- _Page text_:
══════════════════════════════

Cutting-edge science and technology "made in Ticino" join forces in the fight against hereditary arrhythmic diseases


Institutional Communication Service

28 September 2021

Despite major advances in the prevention, diagnosis and treatment of cardiovascular disease, sudden cardiac death continues to be a major problem in both clinical practice and public health management. To address the problem and find solutions, the Ticino of cutting-edge science and technology is once again joining forces and creating a research consortium to develop the first customised and personalised digital system to monitor, identify and prevent Inherited Arrhythmogenic Diseases (IAD), as well as to activate a geolocation and alarm system for life-threatening rhythm disturbances. The project will be funded under the EU Eurostars programme and involves the Institute for Digital Technologies for Personalized Healthcare (MeDiTech) at SUPSI, the Dalle Molle Institute for Artificial Intelligence (IDSIA USI-SUPSI), the Cardiocentro Ticino Institute (EOC), the Ticino Cuore Foundation and the firms WellD (CH) and L.I.F.E. (IT).

Sudden cardiac death accounts for 40-50% of all cardiovascular deaths, and about half of these sudden deaths occur as the initial manifestation of coronary artery disease, genetic diseases or other structural heart diseases. The research project launched in Ticino to address this problem is called CMIPA (Cardio-MIPA Inherited Arrhythmogenic Diseases Monitoring, Identification, Prediction and Alert) and will combine the most advanced skills in the fields of bio signal processing, artificial intelligence, clinical cardiac research, wearable devices (wearables) and software design, to develop a unique product at the service of physicians and their patients. Cardio-MIPA will have a multi-parameter and multi-source approach: by combining clinical, genetic and demographic data, the device will be able to adapt advanced learning algorithms to a specific subject. The project will also reconfigure the so-called 'wearable computer' of the Italian firm L.I.F.E. to find the correct positioning of the electrodes to identify the signals that can diagnose these particular arrhythmias.

══════════════════════════════

- _Information shown_:
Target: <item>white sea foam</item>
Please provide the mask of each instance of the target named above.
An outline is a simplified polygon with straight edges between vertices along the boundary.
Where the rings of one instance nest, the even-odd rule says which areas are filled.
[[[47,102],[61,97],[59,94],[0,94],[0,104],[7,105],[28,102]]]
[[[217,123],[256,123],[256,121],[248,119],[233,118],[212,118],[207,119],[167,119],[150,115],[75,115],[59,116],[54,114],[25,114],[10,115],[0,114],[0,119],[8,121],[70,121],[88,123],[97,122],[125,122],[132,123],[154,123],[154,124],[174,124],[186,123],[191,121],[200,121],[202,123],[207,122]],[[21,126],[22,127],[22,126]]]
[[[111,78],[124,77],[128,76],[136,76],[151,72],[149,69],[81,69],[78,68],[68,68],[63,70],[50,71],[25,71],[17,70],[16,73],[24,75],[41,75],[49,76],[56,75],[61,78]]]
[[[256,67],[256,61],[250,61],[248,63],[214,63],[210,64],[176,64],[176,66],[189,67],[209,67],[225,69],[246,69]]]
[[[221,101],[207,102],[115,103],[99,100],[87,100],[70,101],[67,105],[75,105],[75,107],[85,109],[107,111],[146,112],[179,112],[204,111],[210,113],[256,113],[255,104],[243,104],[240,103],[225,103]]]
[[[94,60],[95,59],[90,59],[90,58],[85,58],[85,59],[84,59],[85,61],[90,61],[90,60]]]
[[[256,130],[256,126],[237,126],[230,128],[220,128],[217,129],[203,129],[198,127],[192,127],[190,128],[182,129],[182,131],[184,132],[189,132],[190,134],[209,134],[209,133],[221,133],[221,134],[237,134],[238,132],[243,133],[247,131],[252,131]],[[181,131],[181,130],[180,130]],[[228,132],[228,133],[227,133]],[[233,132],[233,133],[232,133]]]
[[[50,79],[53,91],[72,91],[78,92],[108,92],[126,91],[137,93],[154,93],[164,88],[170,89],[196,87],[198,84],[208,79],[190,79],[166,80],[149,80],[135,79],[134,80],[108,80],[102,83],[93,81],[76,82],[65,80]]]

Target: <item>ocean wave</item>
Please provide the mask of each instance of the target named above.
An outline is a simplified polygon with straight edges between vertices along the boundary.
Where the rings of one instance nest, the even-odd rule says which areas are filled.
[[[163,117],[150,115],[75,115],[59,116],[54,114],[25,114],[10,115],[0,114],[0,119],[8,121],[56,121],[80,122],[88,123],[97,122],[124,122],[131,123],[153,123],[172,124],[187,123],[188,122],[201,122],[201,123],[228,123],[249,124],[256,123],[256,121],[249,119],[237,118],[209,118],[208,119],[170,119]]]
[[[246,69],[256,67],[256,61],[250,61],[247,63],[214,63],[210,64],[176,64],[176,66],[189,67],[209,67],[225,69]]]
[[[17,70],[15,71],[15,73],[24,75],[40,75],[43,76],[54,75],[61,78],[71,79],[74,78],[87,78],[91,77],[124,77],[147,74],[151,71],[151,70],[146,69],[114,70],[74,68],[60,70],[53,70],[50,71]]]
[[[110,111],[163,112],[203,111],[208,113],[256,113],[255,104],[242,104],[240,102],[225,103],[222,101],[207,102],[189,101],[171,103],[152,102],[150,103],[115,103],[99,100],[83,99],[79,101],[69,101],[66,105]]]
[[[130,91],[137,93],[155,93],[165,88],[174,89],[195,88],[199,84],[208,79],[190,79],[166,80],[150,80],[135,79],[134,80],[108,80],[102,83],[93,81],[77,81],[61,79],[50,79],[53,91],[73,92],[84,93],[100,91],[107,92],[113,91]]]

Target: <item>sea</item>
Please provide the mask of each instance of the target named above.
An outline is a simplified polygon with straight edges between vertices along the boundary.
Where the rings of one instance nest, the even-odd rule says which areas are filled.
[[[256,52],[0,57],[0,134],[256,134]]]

══════════════════════════════

- _Apply what you read_:
A. According to the article on hereditary arrhythmic diseases, what share of all cardiovascular deaths is due to sudden cardiac death?
B. Please extend the article on hereditary arrhythmic diseases with a paragraph that picks up after its last sentence.

- _Answers for this exercise_:
A. Sudden cardiac death accounts for 40-50% of all cardiovascular deaths.

B.
Prof. Angelo Auricchio of Cardiocentro Ticino and Adjunct professor at the USI Faculty of Biomedical Sciences, who is in charge of the clinical research related to the project, explains that "the idea stems from the clinical need to monitor, through real-time and continuous electrocardiographic recording, patients with genetically-based arrhythmic diseases for whom there is a risk of life-threatening arrhythmias. The 12 or 16-lead electrocardiogram of these patients (as well as other physiological parameters such as temperature, respiratory acts, physical activity in progress, etc.) will be recorded through a wearable device developed by L.I.F.E. Italia. The electrocardiographic trace will therefore be analysed in real time using sophisticated artificial intelligence algorithms that will be developed at IDSIA and will be integrated into a computer system designed to interact with the regional surveillance network managed by the Fondazione Ticino Cuore and the Federazione Cantonale Ticinese Servizi Ambulanze. In the event of a life-threatening rhythm disturbance, the patient will be immediately geolocated and an alarm will be triggered by the network of rescuers and the 144 emergency call centre".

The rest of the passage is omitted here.